#### ИСХОДНЫЙ ОТРЫВОК:
Я вспоминаю еще одно совещание руководящих большевиков в Петербурге, посвященное аграрному вопросу. Инициатором этого небольшого совещания (3 -- 4 человека) был тов. Мешковский; в результате совещания мне было предложено изложить точку зрения перманентной революции в применении к аграрному вопросу на собрании петербургских агитаторов партии. Не помню, присутствовали ли на этом собрании только агитаторы-большевики или были также и меньшевики. Помню, однако, что одним из моих оппонентов был тов. Крыленко (прозывавшийся тогда "тов. Абрам"). В общем идея перманентной революции вызвала большое недоумение.
Уже через несколько дней после октябрьского манифеста мы с Парвусом овладели (в смысле идейного направления) "Русской Газетой", которую издавал, кажется, Дучинский. Газета имела боевой, агитационный характер и быстро шла в гору. Она имела вначале тираж около 30 тысяч. К моменту нашего ареста тираж ее далеко превышал 100 тысяч, а требования из провинции шли и шли. По словам Дучинского, ему нужно было бы печатать газету, по меньшей мере, в полмиллиона экземпляров, чтобы удовлетворить провинциальный запрос.

#### ПРОВЕРЬТЕ ПОНИМАНИЕ:
1. Какой тираж был у «Русской Газеты» вначале, согласно отрывку?
2. Повторите без изменений часть отрывка, которая начинается словами «Уже через несколько» и заканчивается словами «удовлетворить провинциальный запрос.».
Приведённые далее строки — самостоятельный материал, не связанный с отрывком.

#### ИЗВЛЕЧЁННЫЕ СТРОКИ:

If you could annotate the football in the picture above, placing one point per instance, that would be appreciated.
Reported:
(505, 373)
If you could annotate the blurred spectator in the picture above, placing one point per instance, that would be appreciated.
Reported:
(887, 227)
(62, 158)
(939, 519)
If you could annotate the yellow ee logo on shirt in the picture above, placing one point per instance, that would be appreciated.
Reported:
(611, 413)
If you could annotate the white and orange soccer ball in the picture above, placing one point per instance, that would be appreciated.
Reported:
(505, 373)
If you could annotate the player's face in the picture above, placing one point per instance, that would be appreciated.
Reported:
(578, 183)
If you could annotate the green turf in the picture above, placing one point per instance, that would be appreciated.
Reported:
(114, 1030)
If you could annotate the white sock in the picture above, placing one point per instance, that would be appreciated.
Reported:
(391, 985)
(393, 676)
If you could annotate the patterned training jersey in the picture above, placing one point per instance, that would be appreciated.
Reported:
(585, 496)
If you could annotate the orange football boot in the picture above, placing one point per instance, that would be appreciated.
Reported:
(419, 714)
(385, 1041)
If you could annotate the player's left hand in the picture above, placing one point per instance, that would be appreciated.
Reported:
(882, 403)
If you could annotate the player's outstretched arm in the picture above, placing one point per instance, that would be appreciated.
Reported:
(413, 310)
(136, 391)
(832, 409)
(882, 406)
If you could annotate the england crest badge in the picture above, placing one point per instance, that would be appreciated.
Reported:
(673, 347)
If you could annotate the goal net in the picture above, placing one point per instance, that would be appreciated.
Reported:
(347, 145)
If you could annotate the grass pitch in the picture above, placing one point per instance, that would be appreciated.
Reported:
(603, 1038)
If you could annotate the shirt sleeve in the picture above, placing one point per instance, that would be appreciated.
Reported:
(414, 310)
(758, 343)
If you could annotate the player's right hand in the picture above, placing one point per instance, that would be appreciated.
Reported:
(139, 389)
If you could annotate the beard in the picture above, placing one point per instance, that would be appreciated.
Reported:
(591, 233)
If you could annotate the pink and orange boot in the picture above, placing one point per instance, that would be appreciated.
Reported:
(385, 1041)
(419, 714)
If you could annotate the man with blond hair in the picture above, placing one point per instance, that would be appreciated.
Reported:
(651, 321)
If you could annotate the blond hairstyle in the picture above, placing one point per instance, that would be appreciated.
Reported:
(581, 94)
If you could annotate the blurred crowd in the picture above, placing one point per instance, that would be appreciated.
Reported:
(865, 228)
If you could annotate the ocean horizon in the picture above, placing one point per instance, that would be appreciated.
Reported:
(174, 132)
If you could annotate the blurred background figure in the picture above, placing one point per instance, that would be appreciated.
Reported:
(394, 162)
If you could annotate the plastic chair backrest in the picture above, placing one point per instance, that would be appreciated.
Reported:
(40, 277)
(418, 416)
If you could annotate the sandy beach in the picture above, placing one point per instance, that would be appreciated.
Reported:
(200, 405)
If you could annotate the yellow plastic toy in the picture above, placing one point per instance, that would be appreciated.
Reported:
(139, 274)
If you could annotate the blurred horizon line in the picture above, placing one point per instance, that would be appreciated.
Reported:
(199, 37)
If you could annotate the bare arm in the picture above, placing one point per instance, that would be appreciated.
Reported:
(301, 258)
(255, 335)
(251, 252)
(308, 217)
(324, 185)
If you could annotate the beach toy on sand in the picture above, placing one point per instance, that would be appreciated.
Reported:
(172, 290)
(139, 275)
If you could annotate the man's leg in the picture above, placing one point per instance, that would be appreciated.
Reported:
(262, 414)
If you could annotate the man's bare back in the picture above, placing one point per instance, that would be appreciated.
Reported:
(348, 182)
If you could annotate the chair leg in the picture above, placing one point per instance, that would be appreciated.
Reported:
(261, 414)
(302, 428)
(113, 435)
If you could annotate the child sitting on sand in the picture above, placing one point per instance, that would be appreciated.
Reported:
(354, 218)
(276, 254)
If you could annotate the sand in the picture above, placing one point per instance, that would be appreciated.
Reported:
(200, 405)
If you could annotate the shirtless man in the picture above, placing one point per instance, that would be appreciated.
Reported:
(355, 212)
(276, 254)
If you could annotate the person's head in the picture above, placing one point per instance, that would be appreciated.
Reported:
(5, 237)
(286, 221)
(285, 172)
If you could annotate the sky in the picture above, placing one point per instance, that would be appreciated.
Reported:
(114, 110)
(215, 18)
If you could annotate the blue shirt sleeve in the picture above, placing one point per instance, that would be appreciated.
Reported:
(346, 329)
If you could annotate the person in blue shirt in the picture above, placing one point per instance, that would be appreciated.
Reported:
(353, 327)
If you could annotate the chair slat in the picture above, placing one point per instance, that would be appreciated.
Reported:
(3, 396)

#### ОТВЕТЫ:
1. Около 30 тысяч.

2.
Уже через несколько дней после октябрьского манифеста мы с Парвусом овладели (в смысле идейного направления) "Русской Газетой", которую издавал, кажется, Дучинский. Газета имела боевой, агитационный характер и быстро шла в гору. Она имела вначале тираж около 30 тысяч. К моменту нашего ареста тираж ее далеко превышал 100 тысяч, а требования из провинции шли и шли. По словам Дучинского, ему нужно было бы печатать газету, по меньшей мере, в полмиллиона экземпляров, чтобы удовлетворить провинциальный запрос.